:: Stated goal ::
Copy out only the lines below that contain the string "alpaca". Matching is case-sensitive.

:: Data ::
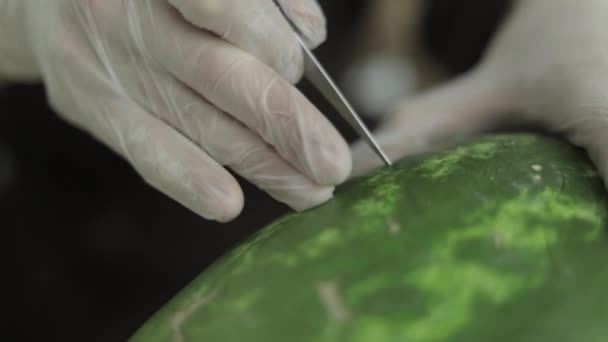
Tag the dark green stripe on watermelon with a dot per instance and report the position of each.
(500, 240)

* * *

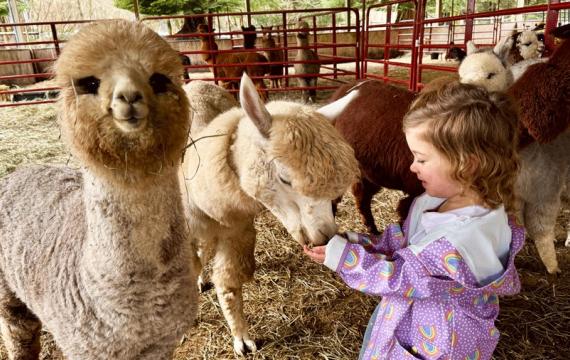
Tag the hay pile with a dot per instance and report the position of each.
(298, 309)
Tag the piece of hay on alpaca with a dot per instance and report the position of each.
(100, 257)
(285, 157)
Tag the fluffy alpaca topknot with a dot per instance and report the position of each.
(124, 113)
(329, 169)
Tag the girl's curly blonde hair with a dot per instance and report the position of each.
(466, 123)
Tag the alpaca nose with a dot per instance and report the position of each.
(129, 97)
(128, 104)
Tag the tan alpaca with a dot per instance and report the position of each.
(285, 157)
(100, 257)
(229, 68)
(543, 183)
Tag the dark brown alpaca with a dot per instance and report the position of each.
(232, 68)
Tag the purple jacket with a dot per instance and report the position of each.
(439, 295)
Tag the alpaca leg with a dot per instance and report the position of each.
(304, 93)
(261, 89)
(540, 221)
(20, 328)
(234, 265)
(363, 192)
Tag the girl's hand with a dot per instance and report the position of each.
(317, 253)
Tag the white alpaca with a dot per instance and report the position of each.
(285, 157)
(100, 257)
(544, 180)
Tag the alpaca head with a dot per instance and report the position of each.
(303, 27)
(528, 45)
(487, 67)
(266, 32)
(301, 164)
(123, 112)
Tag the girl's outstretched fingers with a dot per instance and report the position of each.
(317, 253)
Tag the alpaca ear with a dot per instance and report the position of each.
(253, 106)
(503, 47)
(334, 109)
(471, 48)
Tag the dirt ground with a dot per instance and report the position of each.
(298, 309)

...

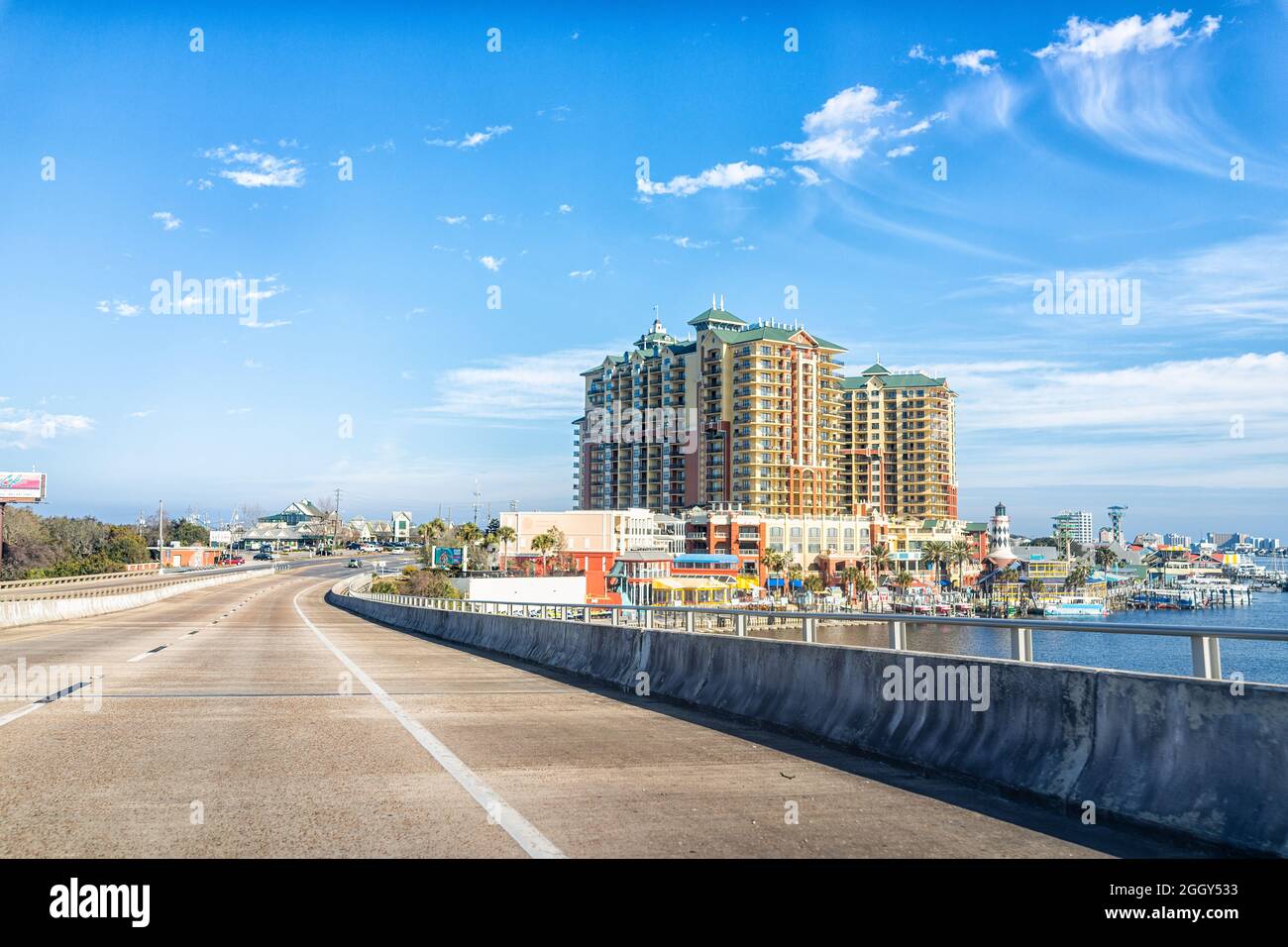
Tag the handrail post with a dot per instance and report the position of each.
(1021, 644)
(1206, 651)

:: Exercise output ::
Tag the piece of hay on alpaca with a dot per instance and report the position of each.
Tag the fluffy alpaca topknot with a dot per instance and report the position of each.
Tag the alpaca nose with a dot per instance and report the position of each.
Tag the tan alpaca with a dot per instance and report the position of each.
Tag the dark brown alpaca with a dot per instance and report the position of each.
Tag the alpaca leg with a dot per instance and report the position of each.
Tag the white alpaca with a dot per instance and report the position of each.
Tag the alpaca head with a dot per instance and report the position of each.
Tag the alpaca ear with a dot per instance and report the position of each.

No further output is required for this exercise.